» **PROBLEM DETAILS**: Pull out every line in the entries below that contains the string "cabinet", copying each one unchanged.

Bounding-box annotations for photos
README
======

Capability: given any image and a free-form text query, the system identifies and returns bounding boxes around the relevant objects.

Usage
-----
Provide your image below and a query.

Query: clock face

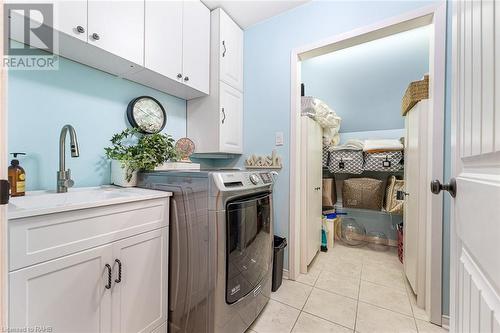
[127,96,167,134]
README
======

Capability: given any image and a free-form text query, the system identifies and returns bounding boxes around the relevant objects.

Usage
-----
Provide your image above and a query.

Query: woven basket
[401,75,429,116]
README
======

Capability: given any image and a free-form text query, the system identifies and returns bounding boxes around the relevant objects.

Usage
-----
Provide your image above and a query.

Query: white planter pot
[111,160,137,187]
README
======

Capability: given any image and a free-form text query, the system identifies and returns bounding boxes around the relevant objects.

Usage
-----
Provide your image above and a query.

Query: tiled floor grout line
[354,260,365,332]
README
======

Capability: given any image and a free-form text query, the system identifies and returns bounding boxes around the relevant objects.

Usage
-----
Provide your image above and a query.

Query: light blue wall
[442,2,453,314]
[301,26,431,132]
[8,54,186,190]
[239,1,450,313]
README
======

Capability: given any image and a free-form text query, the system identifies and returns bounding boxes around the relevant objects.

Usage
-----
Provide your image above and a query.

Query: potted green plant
[104,128,178,187]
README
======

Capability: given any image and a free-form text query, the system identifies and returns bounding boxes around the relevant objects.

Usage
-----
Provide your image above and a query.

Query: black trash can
[272,235,286,291]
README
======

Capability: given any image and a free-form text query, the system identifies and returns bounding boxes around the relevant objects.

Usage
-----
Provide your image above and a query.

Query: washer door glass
[226,192,273,304]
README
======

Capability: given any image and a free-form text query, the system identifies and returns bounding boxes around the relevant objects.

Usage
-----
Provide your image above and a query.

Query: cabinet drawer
[9,199,169,271]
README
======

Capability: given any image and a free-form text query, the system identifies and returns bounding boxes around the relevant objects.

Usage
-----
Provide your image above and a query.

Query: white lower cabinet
[9,244,113,333]
[111,228,168,333]
[9,199,169,333]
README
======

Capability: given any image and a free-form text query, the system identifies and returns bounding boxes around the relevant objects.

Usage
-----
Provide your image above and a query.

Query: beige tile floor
[247,244,447,333]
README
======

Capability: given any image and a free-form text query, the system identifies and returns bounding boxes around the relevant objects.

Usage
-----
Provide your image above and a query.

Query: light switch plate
[276,132,285,146]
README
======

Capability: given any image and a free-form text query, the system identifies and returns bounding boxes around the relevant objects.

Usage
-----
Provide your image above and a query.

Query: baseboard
[283,268,290,280]
[441,315,450,331]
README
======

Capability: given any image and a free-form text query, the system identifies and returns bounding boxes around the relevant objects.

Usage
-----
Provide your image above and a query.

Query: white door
[144,0,183,81]
[301,117,323,265]
[182,0,210,94]
[403,100,429,308]
[53,0,87,42]
[112,228,168,333]
[219,82,243,154]
[9,245,112,333]
[219,10,243,91]
[450,0,500,332]
[87,0,144,65]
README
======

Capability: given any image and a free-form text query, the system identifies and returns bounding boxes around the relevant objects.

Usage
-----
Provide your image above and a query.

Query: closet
[300,27,432,307]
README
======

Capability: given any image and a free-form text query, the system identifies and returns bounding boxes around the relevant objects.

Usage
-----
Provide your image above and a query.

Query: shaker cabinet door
[87,0,144,65]
[219,82,243,154]
[9,245,112,333]
[144,0,183,81]
[112,228,168,333]
[219,10,243,91]
[182,1,210,94]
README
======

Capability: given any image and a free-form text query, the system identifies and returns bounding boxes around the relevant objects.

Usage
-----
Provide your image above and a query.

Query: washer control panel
[215,171,273,190]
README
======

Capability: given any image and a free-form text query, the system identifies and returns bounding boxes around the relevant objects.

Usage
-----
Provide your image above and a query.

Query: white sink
[8,186,172,220]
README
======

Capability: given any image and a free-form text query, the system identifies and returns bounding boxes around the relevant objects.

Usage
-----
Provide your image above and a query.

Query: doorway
[289,4,446,325]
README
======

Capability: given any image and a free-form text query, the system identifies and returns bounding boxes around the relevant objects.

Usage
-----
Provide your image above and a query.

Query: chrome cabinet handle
[105,264,111,289]
[115,259,122,283]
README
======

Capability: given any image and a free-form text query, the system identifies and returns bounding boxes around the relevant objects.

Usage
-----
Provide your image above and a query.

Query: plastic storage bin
[271,235,287,291]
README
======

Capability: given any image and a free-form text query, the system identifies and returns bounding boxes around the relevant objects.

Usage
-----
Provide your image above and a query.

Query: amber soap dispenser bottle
[9,153,26,197]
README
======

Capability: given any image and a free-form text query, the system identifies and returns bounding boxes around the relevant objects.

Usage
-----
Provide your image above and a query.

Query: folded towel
[331,139,364,150]
[363,139,404,152]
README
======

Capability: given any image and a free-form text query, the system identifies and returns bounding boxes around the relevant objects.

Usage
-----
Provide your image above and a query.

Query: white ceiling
[202,0,310,29]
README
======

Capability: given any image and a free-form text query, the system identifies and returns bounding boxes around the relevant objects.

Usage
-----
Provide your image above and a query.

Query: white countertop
[7,185,172,220]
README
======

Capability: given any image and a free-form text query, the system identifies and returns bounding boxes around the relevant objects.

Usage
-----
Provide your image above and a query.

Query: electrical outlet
[276,132,285,146]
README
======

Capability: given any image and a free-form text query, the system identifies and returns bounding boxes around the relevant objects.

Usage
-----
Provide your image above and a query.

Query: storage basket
[323,178,337,208]
[384,176,405,215]
[364,151,403,172]
[323,145,331,168]
[401,75,429,116]
[328,150,363,174]
[342,178,384,210]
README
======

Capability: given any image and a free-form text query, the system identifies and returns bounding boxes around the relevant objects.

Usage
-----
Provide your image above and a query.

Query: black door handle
[106,264,111,289]
[115,259,122,283]
[431,178,457,198]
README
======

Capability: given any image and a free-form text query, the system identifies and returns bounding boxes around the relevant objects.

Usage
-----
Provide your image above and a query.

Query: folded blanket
[363,139,404,152]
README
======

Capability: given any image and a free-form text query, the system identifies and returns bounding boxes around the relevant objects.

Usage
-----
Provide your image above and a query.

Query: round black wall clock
[127,96,167,134]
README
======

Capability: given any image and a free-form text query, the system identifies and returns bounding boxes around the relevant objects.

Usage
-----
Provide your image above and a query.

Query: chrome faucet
[57,125,80,193]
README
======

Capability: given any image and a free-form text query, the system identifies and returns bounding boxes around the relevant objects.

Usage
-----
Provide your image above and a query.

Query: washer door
[226,192,273,304]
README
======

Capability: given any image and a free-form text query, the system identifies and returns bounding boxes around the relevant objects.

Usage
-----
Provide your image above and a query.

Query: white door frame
[288,1,446,325]
[0,0,8,328]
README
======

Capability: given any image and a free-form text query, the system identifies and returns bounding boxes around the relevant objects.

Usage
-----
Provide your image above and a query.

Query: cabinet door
[182,1,210,94]
[302,117,323,265]
[88,0,144,65]
[53,0,87,42]
[219,82,243,154]
[9,245,112,333]
[112,228,168,333]
[219,10,243,91]
[144,0,183,81]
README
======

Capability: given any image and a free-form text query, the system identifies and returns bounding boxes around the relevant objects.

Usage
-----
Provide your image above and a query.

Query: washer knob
[250,174,259,185]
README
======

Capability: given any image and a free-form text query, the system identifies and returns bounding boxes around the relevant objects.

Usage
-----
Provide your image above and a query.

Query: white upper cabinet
[87,0,144,65]
[144,0,210,94]
[144,0,184,81]
[187,8,243,157]
[218,10,243,91]
[53,0,87,42]
[219,82,243,154]
[182,1,210,94]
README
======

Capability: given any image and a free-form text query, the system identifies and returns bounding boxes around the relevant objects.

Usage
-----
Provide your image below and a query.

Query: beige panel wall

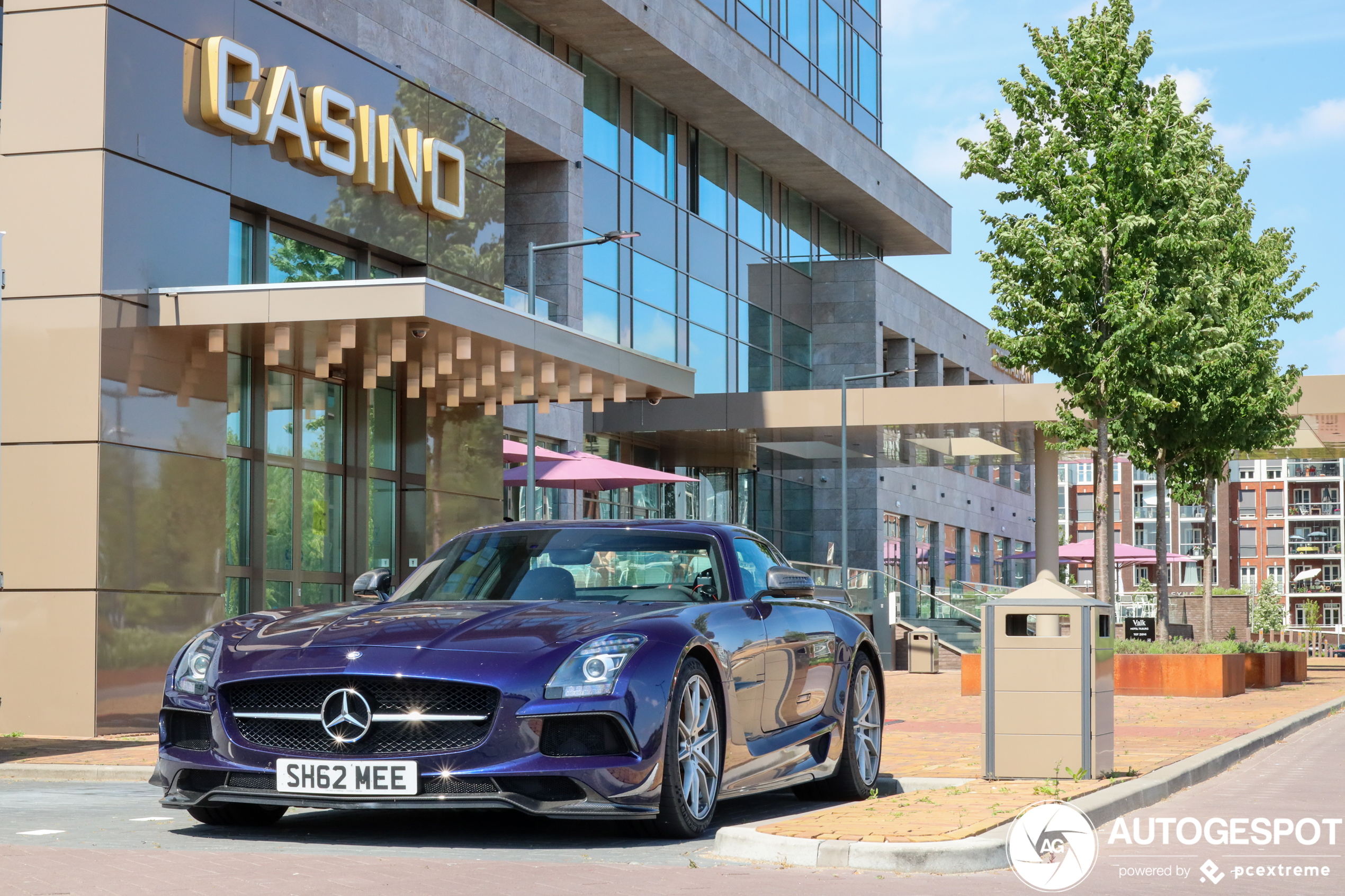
[0,150,104,300]
[0,298,101,444]
[0,444,98,591]
[0,3,107,155]
[0,591,97,736]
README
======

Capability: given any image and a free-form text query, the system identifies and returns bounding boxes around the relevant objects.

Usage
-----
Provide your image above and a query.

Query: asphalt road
[0,713,1345,896]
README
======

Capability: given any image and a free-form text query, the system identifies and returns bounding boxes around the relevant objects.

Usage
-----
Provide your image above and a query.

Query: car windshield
[393,528,728,603]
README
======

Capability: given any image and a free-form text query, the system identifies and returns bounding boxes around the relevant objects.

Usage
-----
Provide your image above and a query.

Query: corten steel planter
[962,653,981,697]
[1275,650,1307,684]
[1115,653,1250,697]
[1243,650,1280,688]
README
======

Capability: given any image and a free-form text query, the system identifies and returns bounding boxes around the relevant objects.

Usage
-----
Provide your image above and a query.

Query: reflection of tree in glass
[271,234,355,284]
[326,82,505,294]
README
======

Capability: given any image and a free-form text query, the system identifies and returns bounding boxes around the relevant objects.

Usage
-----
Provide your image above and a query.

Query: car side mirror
[351,567,393,603]
[764,567,817,598]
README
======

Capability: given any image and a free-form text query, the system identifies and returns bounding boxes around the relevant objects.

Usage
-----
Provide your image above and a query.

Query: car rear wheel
[187,803,289,828]
[794,653,882,801]
[653,659,724,839]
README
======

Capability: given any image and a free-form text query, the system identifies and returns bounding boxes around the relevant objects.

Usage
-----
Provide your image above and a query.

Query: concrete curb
[714,697,1345,874]
[0,762,155,784]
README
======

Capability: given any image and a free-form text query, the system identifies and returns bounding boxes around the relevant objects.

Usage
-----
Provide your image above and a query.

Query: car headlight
[545,634,645,700]
[172,629,222,694]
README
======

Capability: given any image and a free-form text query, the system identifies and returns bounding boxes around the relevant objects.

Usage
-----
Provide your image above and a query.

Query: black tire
[187,803,289,828]
[652,659,724,839]
[794,653,884,802]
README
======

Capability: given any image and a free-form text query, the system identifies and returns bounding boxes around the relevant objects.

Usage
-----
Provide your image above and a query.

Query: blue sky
[882,0,1345,382]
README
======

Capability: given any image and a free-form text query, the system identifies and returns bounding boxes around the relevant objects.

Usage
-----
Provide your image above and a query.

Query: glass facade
[701,0,882,142]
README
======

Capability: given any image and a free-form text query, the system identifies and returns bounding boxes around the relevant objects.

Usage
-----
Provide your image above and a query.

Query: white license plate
[276,759,419,797]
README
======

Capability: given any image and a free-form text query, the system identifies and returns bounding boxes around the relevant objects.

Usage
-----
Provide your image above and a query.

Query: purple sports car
[152,520,884,837]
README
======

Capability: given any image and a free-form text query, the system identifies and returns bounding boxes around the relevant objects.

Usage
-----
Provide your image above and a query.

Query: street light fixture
[841,367,916,590]
[523,230,640,520]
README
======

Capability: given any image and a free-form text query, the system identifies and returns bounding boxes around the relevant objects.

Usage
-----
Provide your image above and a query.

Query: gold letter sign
[200,38,467,219]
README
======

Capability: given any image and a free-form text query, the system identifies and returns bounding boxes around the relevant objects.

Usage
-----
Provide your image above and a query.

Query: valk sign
[200,38,467,219]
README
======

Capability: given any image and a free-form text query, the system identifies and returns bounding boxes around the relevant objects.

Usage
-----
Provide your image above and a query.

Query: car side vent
[164,709,210,749]
[496,775,584,803]
[542,714,631,756]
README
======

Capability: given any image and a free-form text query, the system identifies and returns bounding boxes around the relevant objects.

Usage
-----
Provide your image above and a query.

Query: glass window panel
[266,466,294,569]
[299,585,342,607]
[366,479,397,569]
[626,252,677,312]
[584,230,620,289]
[854,38,878,115]
[780,0,812,57]
[738,156,770,248]
[266,582,294,610]
[631,90,668,196]
[582,57,621,170]
[271,234,355,284]
[229,219,253,284]
[690,324,729,394]
[266,371,294,457]
[818,0,845,83]
[687,279,729,330]
[225,355,252,447]
[223,576,252,617]
[780,320,812,367]
[225,457,252,567]
[695,132,729,227]
[303,379,344,464]
[369,388,397,470]
[299,470,342,572]
[584,280,620,342]
[631,302,677,361]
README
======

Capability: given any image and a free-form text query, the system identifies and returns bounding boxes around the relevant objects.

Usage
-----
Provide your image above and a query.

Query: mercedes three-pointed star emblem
[323,688,374,743]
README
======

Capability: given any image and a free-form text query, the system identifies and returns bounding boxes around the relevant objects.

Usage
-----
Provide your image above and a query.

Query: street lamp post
[522,230,640,520]
[841,367,916,590]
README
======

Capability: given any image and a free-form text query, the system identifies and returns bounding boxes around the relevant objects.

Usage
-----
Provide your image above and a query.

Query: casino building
[0,0,1097,735]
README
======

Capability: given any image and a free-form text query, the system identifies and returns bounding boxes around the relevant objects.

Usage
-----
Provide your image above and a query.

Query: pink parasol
[505,439,570,464]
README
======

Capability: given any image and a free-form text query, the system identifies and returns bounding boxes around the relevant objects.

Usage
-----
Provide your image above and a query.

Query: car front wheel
[653,659,724,839]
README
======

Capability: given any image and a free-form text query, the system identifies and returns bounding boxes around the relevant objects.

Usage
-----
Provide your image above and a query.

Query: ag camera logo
[1005,801,1098,893]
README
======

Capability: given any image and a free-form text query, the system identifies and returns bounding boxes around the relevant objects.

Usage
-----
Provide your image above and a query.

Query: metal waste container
[907,627,939,673]
[981,569,1115,779]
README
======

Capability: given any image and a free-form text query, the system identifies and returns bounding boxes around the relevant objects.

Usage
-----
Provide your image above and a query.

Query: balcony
[1285,461,1341,479]
[1288,501,1341,516]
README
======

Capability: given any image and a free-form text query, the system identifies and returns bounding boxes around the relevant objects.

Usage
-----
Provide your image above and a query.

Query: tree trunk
[1154,459,1169,641]
[1093,417,1116,603]
[1200,476,1215,641]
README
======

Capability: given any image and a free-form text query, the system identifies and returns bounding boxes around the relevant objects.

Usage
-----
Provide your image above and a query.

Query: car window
[733,539,779,598]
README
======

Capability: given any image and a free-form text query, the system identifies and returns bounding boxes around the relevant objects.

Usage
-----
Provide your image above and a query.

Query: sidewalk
[756,661,1345,842]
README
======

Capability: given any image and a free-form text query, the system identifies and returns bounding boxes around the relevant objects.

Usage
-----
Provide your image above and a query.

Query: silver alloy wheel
[677,676,720,821]
[851,666,882,786]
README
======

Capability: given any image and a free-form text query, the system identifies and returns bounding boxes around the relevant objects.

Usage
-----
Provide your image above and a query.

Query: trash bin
[907,627,939,673]
[981,569,1115,779]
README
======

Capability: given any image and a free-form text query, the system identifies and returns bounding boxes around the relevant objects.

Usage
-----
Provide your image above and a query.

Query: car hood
[231,601,666,653]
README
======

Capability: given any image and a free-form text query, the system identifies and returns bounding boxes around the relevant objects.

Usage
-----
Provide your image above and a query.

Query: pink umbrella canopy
[505,451,698,492]
[505,439,570,464]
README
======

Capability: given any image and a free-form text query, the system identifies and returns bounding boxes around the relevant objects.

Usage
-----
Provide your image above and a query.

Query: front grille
[222,676,499,755]
[541,714,631,756]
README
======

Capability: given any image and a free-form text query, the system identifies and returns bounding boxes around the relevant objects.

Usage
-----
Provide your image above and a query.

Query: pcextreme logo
[1005,801,1098,893]
[200,38,467,219]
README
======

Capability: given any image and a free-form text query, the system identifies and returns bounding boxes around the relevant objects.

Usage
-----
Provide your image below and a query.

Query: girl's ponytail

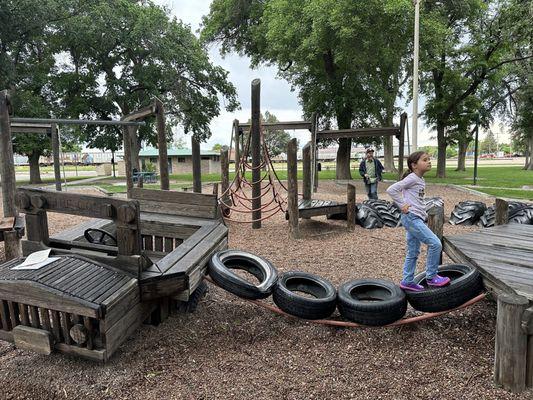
[402,151,427,179]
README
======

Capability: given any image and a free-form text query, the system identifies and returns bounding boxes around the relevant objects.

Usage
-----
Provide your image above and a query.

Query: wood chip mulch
[0,181,533,400]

» **RESULT OF THE EXERCISE**:
Query: cabinet drawer
Query: white lower cabinet
Query: shaker cabinet door
Query: chrome cabinet handle
Query: cabinet door
Query: white upper cabinet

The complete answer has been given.